Passage for review.
=== Begin Enclosure ===

An innovative project is using TERN satellite data together with on-ground time-lapse cameras and pollen monitors to track grass pollen sources, their evolution, and impact areas. The forecasts generated will help alleviate Australia’s $30B medical and socioeconomic allergy burden and change the lives of millions of Australians for the better.
With blossoms blooming everywhere and footy finals finished, spring is well and truly in the air. Many rejoice at the warmer weather, but Professor Alfredo Huete and the millions of allergy sufferers around Australia, are reaching for the tissues as the nation’s peak hayfever season takes hold.
Ironically, but very reassuringly, Alfredo leads the Ecosystem Dynamics Health and Resilience research program at the University of Technology Sydney, which is developing innovative methods to map and forecast pollen exposure in Australia.
“I guess if you suffer from something you naturally develop a desire to know more about it and help reduce its impact,” says Alfredo.
Alfredo is investigating the causes of recent increases in pollen allergen exposure through an innovative ARC Discovery project that integrates satellite data with on-ground time-lapse cameras and pollen monitors to track grass pollen sources, their evolution, and impact areas.
The team, which includes Professor Janet Davies of Queensland University of Technology and Associate Professor Paul Beggs of Macquarie University, uses TERN satellite data on the changes to the ‘greenness’ of Australia’s vegetation to get an indication of grass growth and from that infer the level of grass pollen in the air.
This information is compared with on-the-ground data from AusPollen pollen-monitoring stations in capital cities and grass flowering images captured by phenology monitoring cameras (or phenocams) installed throughout grass growing regions from Victoria to Queensland.
“If the data we collect at the pollen monitors and phenocams match the satellite data, we can accurately scale up the information outward to cover an entire city, region or the whole nation,” says Alfredo.
“We can tell, for example, where grass pollen levels are highest and the timing of their changes because the TERN satellite data keeps track of various properties about the vegetation and how it changes.”
“We are also successfully mapping and monitoring the two distinct warm and cool season grasses, known as C3 and C4, which are responsible for the different timings of allergy seasons in the capital cities. Using DNA metabarcoding to track regional and season changes in airborne pollen samples collected at multiple study sites, Professor Davies’s laboratory at QUT will be able to confirm the distribution of the C3 and C4 grasses.”

=== End Enclosure ===

What you need to do. Continue the article above on tracking grass pollen in Australia with satellite data, picking up right after its last paragraph.

Recorded information.
=== Begin Enclosure ===

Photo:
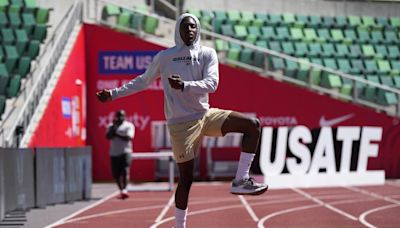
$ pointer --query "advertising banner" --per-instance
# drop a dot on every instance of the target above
(302, 131)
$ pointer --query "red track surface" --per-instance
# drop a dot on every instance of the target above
(211, 205)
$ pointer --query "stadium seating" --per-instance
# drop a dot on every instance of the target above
(23, 27)
(363, 46)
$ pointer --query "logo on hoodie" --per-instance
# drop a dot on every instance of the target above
(185, 59)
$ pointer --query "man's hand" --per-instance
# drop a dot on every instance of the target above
(104, 95)
(176, 82)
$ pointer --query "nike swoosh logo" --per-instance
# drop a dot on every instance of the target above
(328, 123)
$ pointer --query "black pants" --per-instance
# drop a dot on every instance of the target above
(120, 165)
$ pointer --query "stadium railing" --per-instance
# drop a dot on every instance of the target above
(271, 63)
(24, 106)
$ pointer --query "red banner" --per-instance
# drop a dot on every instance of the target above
(64, 119)
(112, 55)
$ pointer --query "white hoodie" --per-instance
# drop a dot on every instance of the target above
(198, 68)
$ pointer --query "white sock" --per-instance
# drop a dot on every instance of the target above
(180, 218)
(244, 165)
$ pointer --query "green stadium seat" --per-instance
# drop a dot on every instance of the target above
(331, 81)
(382, 22)
(11, 57)
(288, 48)
(274, 20)
(377, 37)
(370, 92)
(282, 33)
(268, 33)
(28, 23)
(371, 67)
(289, 19)
(30, 6)
(33, 49)
(124, 21)
(14, 86)
(291, 68)
(315, 21)
(384, 67)
(328, 50)
(277, 63)
(390, 37)
(3, 20)
(39, 32)
(337, 35)
(368, 50)
(342, 50)
(357, 64)
(42, 15)
(330, 63)
(315, 50)
(296, 34)
(275, 46)
(150, 24)
(368, 22)
(2, 105)
(240, 32)
(247, 18)
(233, 17)
(381, 51)
(328, 22)
(4, 79)
(350, 35)
(341, 22)
(233, 54)
(310, 35)
(396, 81)
(395, 67)
(227, 30)
(344, 65)
(221, 45)
(24, 66)
(355, 51)
(394, 52)
(301, 49)
(7, 36)
(363, 35)
(395, 21)
(301, 21)
(246, 56)
(22, 40)
(315, 73)
(324, 34)
(354, 21)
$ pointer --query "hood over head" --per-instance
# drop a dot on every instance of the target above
(178, 39)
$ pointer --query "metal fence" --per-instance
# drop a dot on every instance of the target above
(164, 32)
(44, 176)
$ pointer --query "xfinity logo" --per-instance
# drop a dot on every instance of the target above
(139, 121)
(322, 157)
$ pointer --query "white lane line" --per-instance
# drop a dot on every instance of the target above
(363, 216)
(114, 212)
(262, 221)
(248, 208)
(373, 194)
(165, 209)
(61, 221)
(330, 207)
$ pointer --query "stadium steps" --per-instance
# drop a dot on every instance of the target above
(23, 28)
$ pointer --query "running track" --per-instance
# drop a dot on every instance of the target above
(211, 205)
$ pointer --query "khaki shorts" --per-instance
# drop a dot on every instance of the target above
(186, 137)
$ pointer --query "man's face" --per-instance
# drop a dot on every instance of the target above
(188, 30)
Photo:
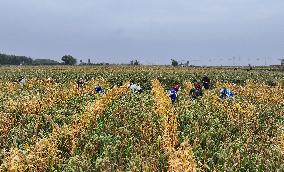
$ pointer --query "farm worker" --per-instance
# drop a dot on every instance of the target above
(22, 81)
(206, 82)
(80, 82)
(196, 91)
(173, 93)
(99, 89)
(135, 88)
(49, 80)
(225, 92)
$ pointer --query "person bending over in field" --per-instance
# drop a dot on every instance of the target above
(173, 93)
(196, 91)
(226, 93)
(206, 82)
(135, 88)
(50, 80)
(22, 81)
(80, 83)
(99, 89)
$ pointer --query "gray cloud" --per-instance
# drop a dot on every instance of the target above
(211, 31)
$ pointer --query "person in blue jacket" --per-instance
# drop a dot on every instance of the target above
(173, 93)
(225, 92)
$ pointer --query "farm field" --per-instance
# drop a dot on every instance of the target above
(53, 126)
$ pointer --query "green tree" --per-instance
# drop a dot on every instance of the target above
(69, 60)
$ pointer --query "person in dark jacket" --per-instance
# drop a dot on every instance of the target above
(173, 93)
(206, 82)
(99, 89)
(80, 82)
(226, 93)
(196, 91)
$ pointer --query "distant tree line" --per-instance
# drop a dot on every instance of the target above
(23, 60)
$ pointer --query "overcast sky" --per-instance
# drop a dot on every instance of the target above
(216, 32)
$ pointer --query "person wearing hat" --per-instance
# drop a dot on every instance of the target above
(173, 93)
(196, 91)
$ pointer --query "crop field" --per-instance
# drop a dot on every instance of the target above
(51, 125)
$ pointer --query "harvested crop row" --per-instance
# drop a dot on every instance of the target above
(50, 151)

=== End Enclosure ===

Expected answer.
Forecasting pollen exposure and movement for early warning
TERN’s ‘greenness’ datasets, together with a suite of other land cover dynamics and phenology datasets, characterise the changes in vegetation cover due to seasonal or long-term influences.
By combining these remotely sensed data with meteorological parameters such as wind direction and rainfall, scientists can predict when and where grass pollen levels are going to be high.
Alfredo’s pollen forecasting work also uses soil moisture data collected by NASA’s SMAP satellite and calibrated and validated by the eddy covariance data collected by TERN’s flux monitoring sites.
“We’re using the NASA SMAP soil moisture data to predict grass production (or productivity, or biomass) and when grasses are going to start flowering,” says Alfredo. “If we know, for example, that a grassland has good soil moisture levels then, which creates more grass growth and flower development, we can generally predict that pollen production from that area will be high, and vice versa.”
“But the interesting aspect in having knowledge of soil moisture is that we can adjust and refine our forecasts of grass production, flowering and pollen, especially when we encounter plant stress from low soil moisture periods.”
“Due to the large number of variables that affect pollen production and transport, there’s quite a lot of uncertainty involved in forecasting. But, we’re making progress and more sophisticated ecological forecasts aren’t far away.”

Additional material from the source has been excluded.